— start of STORED DATA —

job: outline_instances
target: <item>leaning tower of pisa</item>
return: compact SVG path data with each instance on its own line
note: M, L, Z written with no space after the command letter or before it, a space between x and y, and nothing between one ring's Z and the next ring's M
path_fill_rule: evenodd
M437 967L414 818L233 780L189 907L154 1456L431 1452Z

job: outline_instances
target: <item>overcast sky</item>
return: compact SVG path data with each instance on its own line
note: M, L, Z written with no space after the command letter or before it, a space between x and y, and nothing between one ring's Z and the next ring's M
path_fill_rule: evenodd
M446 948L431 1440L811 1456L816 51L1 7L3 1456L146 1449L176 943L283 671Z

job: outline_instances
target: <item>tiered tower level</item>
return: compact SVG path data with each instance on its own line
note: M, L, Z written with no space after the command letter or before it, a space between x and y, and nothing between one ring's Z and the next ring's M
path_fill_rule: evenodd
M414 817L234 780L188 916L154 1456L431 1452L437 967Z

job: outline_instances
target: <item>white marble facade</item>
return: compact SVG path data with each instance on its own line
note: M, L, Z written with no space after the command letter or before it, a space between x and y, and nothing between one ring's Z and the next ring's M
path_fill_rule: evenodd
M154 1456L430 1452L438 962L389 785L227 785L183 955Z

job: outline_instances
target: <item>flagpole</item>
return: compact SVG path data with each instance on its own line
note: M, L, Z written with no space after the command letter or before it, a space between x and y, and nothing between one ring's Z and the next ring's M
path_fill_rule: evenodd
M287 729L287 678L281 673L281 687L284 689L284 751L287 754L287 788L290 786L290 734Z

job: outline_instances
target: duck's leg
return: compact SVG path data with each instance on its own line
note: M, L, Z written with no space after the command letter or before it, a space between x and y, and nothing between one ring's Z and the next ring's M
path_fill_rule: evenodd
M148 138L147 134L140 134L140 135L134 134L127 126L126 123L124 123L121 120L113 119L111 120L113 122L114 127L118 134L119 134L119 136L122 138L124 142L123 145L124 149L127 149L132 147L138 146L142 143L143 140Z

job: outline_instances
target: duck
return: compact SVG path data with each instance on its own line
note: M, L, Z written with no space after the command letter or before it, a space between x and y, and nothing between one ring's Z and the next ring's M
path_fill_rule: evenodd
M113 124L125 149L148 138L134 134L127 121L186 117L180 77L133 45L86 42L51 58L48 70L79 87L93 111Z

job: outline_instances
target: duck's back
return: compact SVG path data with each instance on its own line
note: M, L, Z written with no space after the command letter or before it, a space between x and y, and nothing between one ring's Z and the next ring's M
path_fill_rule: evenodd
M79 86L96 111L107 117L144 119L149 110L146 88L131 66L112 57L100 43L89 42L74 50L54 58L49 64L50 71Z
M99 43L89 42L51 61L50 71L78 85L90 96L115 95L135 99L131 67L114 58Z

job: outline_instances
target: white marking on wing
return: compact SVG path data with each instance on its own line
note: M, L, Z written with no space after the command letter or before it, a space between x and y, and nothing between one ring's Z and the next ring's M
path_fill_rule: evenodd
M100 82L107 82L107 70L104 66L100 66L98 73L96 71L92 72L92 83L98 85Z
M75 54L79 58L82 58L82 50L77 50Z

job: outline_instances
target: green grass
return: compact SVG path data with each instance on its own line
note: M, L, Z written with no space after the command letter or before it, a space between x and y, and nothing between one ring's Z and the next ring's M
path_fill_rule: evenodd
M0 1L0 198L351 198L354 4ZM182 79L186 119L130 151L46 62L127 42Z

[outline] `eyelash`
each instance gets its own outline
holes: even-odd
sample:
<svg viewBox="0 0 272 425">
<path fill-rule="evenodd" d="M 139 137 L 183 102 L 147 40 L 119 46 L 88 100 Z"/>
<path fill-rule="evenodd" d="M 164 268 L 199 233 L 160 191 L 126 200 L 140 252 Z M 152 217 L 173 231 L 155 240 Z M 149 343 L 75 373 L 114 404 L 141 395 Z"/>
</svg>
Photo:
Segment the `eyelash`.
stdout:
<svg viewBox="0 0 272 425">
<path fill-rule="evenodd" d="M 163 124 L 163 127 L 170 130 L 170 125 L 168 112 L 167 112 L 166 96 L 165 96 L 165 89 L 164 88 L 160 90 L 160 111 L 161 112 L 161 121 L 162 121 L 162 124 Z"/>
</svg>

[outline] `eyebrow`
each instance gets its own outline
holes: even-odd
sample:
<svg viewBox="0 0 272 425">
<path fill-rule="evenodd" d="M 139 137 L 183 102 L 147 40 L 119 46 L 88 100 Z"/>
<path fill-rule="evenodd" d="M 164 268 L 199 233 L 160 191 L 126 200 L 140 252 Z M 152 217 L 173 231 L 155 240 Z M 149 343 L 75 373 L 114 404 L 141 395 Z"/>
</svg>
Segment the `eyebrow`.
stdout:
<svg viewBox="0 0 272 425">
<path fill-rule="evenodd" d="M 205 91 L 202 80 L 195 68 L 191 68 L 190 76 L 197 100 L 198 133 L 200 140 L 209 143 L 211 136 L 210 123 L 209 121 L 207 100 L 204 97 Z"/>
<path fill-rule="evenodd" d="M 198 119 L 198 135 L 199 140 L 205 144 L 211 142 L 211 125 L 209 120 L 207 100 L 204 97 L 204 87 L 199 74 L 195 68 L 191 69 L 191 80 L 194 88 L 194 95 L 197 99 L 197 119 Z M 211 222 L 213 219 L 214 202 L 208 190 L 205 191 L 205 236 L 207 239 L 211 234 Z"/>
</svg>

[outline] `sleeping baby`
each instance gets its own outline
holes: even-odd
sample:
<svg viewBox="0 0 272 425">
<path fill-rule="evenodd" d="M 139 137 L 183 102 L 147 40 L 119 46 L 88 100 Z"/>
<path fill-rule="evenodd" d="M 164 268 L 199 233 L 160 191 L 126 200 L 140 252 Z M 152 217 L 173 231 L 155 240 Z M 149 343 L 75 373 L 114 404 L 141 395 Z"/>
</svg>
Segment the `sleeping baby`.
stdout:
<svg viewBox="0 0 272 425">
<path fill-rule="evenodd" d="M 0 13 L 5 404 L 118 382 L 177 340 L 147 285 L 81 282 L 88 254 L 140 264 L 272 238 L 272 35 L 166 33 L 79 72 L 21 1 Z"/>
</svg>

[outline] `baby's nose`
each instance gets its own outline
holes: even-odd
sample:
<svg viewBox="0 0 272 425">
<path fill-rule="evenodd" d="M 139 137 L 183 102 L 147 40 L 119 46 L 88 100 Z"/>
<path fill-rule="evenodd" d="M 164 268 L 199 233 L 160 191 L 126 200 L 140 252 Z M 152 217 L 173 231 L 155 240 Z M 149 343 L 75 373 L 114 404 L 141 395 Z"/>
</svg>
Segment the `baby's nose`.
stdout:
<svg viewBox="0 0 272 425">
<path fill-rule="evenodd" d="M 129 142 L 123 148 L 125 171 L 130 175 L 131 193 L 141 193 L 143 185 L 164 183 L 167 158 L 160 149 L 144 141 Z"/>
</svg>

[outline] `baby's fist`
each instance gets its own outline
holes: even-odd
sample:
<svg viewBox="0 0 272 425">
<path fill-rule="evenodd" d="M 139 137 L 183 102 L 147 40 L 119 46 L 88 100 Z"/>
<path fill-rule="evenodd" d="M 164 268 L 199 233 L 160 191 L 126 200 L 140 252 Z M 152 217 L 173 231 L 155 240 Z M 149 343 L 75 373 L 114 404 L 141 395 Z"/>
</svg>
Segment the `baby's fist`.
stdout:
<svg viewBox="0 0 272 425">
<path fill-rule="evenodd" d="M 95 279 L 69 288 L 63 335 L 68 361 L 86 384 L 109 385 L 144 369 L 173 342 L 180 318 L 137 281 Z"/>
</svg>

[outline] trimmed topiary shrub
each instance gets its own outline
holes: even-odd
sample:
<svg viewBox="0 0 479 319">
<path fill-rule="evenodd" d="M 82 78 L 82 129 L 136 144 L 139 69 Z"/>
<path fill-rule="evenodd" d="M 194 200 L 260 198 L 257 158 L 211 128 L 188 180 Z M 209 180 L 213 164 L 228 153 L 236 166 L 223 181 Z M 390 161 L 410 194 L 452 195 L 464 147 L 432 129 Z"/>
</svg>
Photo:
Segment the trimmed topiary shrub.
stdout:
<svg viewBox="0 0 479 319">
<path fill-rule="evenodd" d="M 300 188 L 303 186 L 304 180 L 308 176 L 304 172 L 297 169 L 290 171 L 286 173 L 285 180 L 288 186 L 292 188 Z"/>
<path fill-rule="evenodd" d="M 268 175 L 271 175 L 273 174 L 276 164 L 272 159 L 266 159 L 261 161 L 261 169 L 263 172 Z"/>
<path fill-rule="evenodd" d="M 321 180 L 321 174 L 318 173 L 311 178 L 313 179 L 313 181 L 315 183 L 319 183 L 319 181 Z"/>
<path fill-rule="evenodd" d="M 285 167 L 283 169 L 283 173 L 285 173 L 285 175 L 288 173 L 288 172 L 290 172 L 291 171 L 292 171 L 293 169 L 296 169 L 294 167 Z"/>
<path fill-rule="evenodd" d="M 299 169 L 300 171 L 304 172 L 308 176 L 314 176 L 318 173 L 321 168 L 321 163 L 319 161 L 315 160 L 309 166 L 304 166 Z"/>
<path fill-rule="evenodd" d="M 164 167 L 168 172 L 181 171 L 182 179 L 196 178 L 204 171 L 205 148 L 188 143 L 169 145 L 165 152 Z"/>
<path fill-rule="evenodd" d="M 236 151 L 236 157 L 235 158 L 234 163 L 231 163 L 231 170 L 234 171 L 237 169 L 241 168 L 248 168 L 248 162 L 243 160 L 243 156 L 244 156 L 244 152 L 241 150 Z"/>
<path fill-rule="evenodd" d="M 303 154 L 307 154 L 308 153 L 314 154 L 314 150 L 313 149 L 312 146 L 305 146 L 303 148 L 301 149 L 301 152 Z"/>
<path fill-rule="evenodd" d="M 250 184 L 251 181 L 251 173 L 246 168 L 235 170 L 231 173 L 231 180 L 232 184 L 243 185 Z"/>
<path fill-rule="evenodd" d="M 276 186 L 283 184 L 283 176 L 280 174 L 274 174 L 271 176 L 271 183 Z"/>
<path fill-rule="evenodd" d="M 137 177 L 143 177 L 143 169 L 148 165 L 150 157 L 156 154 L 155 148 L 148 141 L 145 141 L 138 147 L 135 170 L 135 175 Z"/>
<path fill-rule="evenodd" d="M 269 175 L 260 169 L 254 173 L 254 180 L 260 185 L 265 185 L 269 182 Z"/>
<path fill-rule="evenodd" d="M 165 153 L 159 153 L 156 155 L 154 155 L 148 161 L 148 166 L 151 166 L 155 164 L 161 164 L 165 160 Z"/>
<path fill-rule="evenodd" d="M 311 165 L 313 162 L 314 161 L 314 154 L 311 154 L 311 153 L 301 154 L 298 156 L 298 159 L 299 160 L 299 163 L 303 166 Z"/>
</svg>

— end of STORED DATA —

## REQUIRED TASK
Report every line above that contains the word "white", matching case exactly.

## TASK ANSWER
target: <item>white marble facade</item>
target: white marking on wing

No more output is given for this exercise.